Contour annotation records
# # # # # # #

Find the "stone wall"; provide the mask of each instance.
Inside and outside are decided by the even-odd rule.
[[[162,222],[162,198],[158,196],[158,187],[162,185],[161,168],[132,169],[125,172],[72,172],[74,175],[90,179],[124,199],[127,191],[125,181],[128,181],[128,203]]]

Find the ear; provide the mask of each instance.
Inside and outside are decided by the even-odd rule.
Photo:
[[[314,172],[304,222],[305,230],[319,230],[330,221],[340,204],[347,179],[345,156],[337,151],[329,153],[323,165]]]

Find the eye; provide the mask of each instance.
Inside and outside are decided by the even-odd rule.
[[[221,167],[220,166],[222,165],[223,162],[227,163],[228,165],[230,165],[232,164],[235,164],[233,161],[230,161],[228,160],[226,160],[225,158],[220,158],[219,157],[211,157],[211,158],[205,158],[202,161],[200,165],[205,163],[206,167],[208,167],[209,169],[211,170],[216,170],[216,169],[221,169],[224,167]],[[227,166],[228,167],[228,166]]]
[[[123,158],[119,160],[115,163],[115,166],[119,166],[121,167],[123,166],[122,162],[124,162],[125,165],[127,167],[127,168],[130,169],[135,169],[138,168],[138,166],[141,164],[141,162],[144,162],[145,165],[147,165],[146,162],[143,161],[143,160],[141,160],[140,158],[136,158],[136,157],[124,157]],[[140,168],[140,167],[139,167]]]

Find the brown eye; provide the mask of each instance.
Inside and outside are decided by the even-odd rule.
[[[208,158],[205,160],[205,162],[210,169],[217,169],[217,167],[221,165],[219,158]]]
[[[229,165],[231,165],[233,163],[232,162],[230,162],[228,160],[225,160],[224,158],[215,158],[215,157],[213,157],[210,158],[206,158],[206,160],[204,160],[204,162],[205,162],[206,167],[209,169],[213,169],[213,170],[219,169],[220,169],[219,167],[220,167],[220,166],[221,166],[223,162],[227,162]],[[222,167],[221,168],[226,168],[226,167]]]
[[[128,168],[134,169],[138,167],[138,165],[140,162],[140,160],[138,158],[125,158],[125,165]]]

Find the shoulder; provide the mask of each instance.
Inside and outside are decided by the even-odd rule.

# # # # # # #

[Exercise prompt] Update the records above by replacing "even-odd rule" with "nonzero winding rule" everywhere it occurs. Leave all other text unchanged.

[Solution to the exercise]
Find the "stone wall"; provide the mask of each instance.
Inside and outside are decided by the nonzero winding rule.
[[[162,222],[162,198],[158,196],[158,187],[162,185],[161,168],[132,169],[125,172],[72,172],[74,175],[90,179],[124,199],[127,191],[125,181],[128,181],[128,203]]]

Find the ear; provide the mask of each instance.
Inside and outside are decided by the nonzero winding rule.
Photo:
[[[314,172],[304,222],[305,230],[319,230],[330,221],[340,204],[347,179],[345,156],[337,151],[329,153],[323,165]]]

Find the eye; provide the mask of each instance.
Inside and outside are decided by the nonzero winding rule.
[[[221,167],[220,166],[222,165],[223,162],[227,163],[228,165],[230,165],[232,164],[235,164],[233,161],[230,161],[228,160],[226,160],[225,158],[220,158],[219,157],[211,157],[211,158],[205,158],[202,161],[200,165],[205,163],[206,167],[208,167],[209,169],[211,170],[216,170],[216,169],[221,169],[224,167]],[[227,166],[228,167],[228,166]]]
[[[123,158],[119,160],[115,163],[115,166],[119,166],[121,167],[123,166],[122,162],[124,162],[125,165],[127,167],[127,168],[130,169],[135,169],[138,168],[138,166],[141,164],[141,162],[144,162],[145,165],[147,165],[146,162],[143,161],[143,160],[141,160],[140,158],[136,158],[136,157],[124,157]],[[140,168],[140,167],[139,167]]]

Find the brown eye; provide the mask of each instance.
Inside and outside are decided by the nonzero winding rule.
[[[208,158],[205,160],[205,162],[210,169],[217,169],[217,167],[221,165],[219,158]]]
[[[229,165],[231,165],[233,163],[232,162],[230,162],[228,160],[225,160],[224,158],[215,158],[215,157],[213,157],[210,158],[206,158],[206,160],[204,160],[204,162],[205,162],[206,167],[209,169],[213,169],[213,170],[219,169],[220,169],[219,167],[220,167],[220,166],[221,166],[223,162],[227,162]],[[222,167],[221,168],[226,168],[226,167]]]
[[[128,168],[134,169],[138,167],[138,165],[140,162],[140,160],[138,158],[125,158],[125,165]]]

Find the shoulder; provide the mask of each instance.
Inside and outside are decided by the nonzero winding rule.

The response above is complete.